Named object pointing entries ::
>>>>

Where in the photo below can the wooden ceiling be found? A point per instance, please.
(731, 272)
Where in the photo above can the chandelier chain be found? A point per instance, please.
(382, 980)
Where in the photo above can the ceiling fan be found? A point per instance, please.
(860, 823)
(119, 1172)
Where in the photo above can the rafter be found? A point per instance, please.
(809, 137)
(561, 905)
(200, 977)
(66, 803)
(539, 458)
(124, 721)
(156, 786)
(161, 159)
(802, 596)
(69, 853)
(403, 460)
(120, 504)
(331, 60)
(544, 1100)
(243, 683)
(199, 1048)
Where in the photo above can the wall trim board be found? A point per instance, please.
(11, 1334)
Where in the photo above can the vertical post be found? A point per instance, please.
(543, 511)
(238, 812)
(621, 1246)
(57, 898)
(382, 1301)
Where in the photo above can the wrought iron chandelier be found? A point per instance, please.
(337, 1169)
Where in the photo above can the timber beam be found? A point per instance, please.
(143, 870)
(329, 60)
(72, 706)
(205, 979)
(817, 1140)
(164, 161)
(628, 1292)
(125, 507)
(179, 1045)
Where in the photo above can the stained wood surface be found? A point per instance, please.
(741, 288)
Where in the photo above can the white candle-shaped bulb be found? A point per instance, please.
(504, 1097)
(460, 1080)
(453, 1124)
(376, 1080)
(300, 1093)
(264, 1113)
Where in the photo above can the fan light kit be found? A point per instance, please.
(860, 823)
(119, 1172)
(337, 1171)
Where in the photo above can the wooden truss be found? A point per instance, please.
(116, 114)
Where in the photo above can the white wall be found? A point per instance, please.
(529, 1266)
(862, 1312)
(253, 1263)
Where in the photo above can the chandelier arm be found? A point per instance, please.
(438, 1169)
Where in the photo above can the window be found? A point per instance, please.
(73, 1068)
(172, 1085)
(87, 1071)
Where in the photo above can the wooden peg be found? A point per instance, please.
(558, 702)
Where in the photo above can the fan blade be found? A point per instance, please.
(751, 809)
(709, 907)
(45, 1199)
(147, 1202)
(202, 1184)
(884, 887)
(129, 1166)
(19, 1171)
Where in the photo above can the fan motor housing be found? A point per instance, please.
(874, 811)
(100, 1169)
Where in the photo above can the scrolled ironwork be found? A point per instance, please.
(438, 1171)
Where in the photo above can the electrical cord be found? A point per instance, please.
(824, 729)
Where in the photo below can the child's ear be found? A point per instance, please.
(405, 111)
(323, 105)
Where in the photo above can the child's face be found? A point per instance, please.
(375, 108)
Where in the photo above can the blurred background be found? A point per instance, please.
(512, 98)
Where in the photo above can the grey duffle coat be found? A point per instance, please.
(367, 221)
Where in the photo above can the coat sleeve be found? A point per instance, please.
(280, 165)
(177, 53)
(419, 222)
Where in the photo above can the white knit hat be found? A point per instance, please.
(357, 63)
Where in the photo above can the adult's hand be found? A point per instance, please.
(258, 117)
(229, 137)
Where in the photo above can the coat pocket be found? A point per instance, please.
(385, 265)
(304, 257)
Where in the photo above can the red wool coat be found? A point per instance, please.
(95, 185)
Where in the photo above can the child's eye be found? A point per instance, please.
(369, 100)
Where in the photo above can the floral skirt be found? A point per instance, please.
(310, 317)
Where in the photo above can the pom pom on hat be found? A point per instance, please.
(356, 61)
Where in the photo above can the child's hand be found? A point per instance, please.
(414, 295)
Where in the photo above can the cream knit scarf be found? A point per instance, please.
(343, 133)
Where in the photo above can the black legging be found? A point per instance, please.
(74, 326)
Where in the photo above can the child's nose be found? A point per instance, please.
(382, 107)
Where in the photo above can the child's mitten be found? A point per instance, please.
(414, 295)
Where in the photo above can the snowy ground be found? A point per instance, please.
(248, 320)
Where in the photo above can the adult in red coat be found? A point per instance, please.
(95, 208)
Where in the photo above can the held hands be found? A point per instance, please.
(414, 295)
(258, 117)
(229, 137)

<<<<

Problem description :: Set out exactly the run of lines that begins at the line holding "Where in the photo above can the black" and ends at the last line of the data.

Output of the exercise ::
Where in the photo above can the black legging be found? A point per instance, please.
(74, 326)
Where in the photo above can the child's nose be found? A point per instance, please.
(382, 107)
Where in the photo above can the child's mitten be found? A point per instance, please.
(414, 295)
Where in the photo above can the snowy ground be found? A point per instance, please.
(248, 320)
Where in the photo above can the adult in red coat be found? A point per instance, please.
(95, 208)
Where in the photo above can the held hands be found? A point per instance, please.
(414, 295)
(258, 117)
(229, 137)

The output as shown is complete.